§ **Source**
--

Gyantse, officially Gyangzê Town (also spelled Gyangtse; ; ), is a town located in Gyantse County, Shigatse Prefecture, Tibet Autonomous Region, China. It was historically considered the third largest and most prominent town in the Tibet region (after Lhasa, and Shigatse), but there are now at least ten larger Tibetan cities.

Location
The town is strategically located in the Nyang Chu valley on the ancient trade routes from the Chumbi Valley, Yatung and Sikkim, which met here. From Gyantse, routes led to Shigatse downstream and also over the Kora La (Pass) to Central Tibet. The fortress (constructed in 1390) guarded the southern approaches to the Yarlung Tsangpo Valley and Lhasa. The town was surrounded by a wall 3 km long.

Demographics
In 1952, Gyantse had a population of perhaps 8,000 people, about the same as in 2008. It is 3,977 meters (13,050 ft) above sea level, and is located 254 km southwest of Lhasa in the fertile plain of the Nyang river valley and on a side branch of the Friendship Highway, which connects Kathmandu, Nepal to Lhasa. Gyantse was the third largest city in Tibet before being overtaken by Qamdo.

British military garrison

A British military garrison, consisting mainly of Indian soldiers, was stationed at Gyantse in the first half of the 20th century. It was referred to as a "small" outfit by Sir Walter Buchanan in 1919. Under the reign of the 13th Dalai Lama, it served as a military school to help train Tibetan officers. One Hank Baker, a radio operator posted in Tibet in World War II , is reported to have inspected "the Indian army garrison" "at Gyantse fort" in 1938. In 1940 the town was still garrisoned by British military.

Landmarks

Gyantse is notable for its restored Gyantse Dzong or fort, and its magnificent tiered Kumbum (literally: '100,000 images') of the Palcho Monastery, the largest chörten in Tibet. The Kumbum was commissioned by a Gyantse prince in 1427 and was an important centre of the Sakya school of Tibetan Buddhism. This religious structure contains 77 chapels in its six floors, and is illustrated with over 10,000 murals, many showing a strong Nepali influence, which have survived almost entirely intact. They are the last of its kind to be found in Tibet. Many of the restored clay statues are of less artistry than the destroyed originals - but they are still spectacular.

The town was nearly destroyed by flooding in 1954. After rioting in 1959, local industries were dismantled and artisans fled while others were placed in workcamps. Some 400 monks and laypeople were imprisoned in the monastery. During the Cultural Revolution, the fort, the monastery and Kumbum were ransacked. Precious objects were destroyed or sent out of Tibet. The chorten was spared.

--

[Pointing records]

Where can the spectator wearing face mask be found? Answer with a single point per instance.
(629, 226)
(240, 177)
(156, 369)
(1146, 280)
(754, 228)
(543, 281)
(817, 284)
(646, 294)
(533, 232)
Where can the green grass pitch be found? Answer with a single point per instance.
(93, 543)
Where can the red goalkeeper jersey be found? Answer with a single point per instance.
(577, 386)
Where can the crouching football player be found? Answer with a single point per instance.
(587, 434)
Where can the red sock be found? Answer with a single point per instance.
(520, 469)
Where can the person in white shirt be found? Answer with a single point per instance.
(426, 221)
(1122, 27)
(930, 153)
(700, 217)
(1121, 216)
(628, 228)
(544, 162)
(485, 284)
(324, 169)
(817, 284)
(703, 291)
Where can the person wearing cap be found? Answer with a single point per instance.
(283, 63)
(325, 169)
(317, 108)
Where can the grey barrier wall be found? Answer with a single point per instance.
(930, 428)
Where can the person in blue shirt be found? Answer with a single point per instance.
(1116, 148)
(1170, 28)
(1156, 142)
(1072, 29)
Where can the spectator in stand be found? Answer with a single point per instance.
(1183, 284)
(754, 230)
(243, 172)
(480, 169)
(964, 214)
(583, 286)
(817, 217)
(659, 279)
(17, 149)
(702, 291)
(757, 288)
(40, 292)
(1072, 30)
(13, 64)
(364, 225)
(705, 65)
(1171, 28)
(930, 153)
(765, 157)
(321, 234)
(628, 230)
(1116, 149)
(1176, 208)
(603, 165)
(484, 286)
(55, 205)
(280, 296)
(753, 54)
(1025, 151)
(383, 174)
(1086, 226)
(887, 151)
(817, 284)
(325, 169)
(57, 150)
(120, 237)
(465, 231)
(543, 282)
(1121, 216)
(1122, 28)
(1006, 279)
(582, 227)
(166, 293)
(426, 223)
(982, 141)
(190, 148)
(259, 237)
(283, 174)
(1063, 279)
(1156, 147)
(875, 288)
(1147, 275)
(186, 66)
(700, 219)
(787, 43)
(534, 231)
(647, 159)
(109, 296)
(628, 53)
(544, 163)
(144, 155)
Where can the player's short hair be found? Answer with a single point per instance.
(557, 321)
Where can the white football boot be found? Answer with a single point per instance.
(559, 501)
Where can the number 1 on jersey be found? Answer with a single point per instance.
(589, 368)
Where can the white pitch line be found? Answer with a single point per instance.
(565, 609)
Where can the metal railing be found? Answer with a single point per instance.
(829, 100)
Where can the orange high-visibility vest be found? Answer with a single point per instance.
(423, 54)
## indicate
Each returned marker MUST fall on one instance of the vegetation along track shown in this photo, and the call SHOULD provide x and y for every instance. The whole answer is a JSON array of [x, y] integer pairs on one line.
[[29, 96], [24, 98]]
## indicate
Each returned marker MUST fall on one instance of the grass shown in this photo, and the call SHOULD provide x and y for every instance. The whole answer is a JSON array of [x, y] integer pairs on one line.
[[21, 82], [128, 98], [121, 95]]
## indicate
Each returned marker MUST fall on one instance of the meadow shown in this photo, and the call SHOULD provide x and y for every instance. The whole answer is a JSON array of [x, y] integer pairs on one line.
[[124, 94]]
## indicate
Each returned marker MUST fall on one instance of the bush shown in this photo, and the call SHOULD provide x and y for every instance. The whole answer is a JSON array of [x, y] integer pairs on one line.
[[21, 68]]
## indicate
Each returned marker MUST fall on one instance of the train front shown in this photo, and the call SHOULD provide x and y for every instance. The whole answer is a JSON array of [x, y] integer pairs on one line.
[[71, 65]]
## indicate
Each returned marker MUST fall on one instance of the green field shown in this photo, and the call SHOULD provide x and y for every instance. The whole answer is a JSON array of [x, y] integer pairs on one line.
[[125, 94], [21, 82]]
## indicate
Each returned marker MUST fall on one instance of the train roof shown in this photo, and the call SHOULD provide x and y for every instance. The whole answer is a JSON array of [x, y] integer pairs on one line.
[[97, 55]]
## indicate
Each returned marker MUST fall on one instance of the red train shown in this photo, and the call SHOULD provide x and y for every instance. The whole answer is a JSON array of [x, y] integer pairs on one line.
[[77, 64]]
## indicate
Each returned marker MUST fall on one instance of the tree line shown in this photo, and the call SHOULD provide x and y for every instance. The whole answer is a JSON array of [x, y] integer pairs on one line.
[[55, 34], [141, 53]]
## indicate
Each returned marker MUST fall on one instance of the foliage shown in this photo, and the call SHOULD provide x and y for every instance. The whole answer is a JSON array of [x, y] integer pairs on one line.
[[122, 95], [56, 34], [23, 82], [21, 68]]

--

§ **Task instructions**
(a) Please list every section heading in the text about Gyantse above.
(b) Resume the text about Gyantse, starting right after its final sentence.

§ **Response list**
(a) Location, Demographics, British military garrison, Landmarks

(b)
The main building of the Pelkor Chode or Palcho Monastery and the Kumbum have been largely restored but the dzong or fort is still largely in ruins. There is an "Anti-British Imperialism Museum" there which gives the PRC version of the 1904 British invasion. The sculpture that forms the centerpiece of the museum are two "Tibetan" warriors, but they were based on photos taken by Lt. G. J. Davys in Chumbi Valley of non-Tibetans doing fake battles, and the armor were worn backwards.

Climate
Gyantse has an elevation-influenced humid continental climate (Köppen climate classification: Dwb).

Footnotes

References
 Allen, Charles. (2004). Duel in the Snows: The True Story of the Younghusband Mission to Lhasa. John Murray (publishers), London. .
 Buckley, Michael and Strauss, Robert. 1986. Tibet: a travel survival kit. Lonely Planet Publications, South Yarra, Australia. .
 Das, Sarat Chandra. 1902. Lhasa and Central Tibet. Reprint: Mehra Offset Press, Delhi. 1988. 
 Dorje, Gyurme. 1999. Footprint Tibet Handbook. 2nd Edition. Bath, England. . Also published in Chicago, U.S.A. .
 Dowman, Keith. 1988. The Power-places of Central Tibet: The Pilgrim's Guide. Routledge & Kegan Paul, London and New York. 
 Harris, Clare. 2012. The Museum on the Roof of the World: Art, Politics, and the Representation of Tibet. University of Chicago Press. 
 Mayhew, Bradley and Kohn, Michael. (2005). Tibet. Lonely Planet Publications. .
 Richardson, Hugh E (1984). Tibet and its History. Second Edition, Revised and Updated. Shambhala Publications, Boston. .
 Vitali, Roberto. Early Temples of Central Tibet. (1990). Serindia Publications. London. .
 von Schroeder, Ulrich. (1981). Indo-Tibetan Bronzes. (608 pages, 1244 illustrations). Hong Kong: Visual Dharma Publications Ltd. 
 von Schroeder, Ulrich. (2001). Buddhist Sculptures in Tibet. Vol. One: India & Nepal; Vol. Two: Tibet & China. (Volume One: 655 pages with 766 illustrations; Volume Two: 675 pages with 987 illustrations). Hong Kong: Visual Dharma Publications, Ltd.). 
 von Schroeder, Ulrich. 2008. 108 Buddhist Statues in Tibet. (212 p., 112 colour illustrations) (DVD with 527 digital photographs). Chicago: Serindia Publications. 
 Palin,Michael (2004). Himalaya with Michael Palin. (DVD Volume 4)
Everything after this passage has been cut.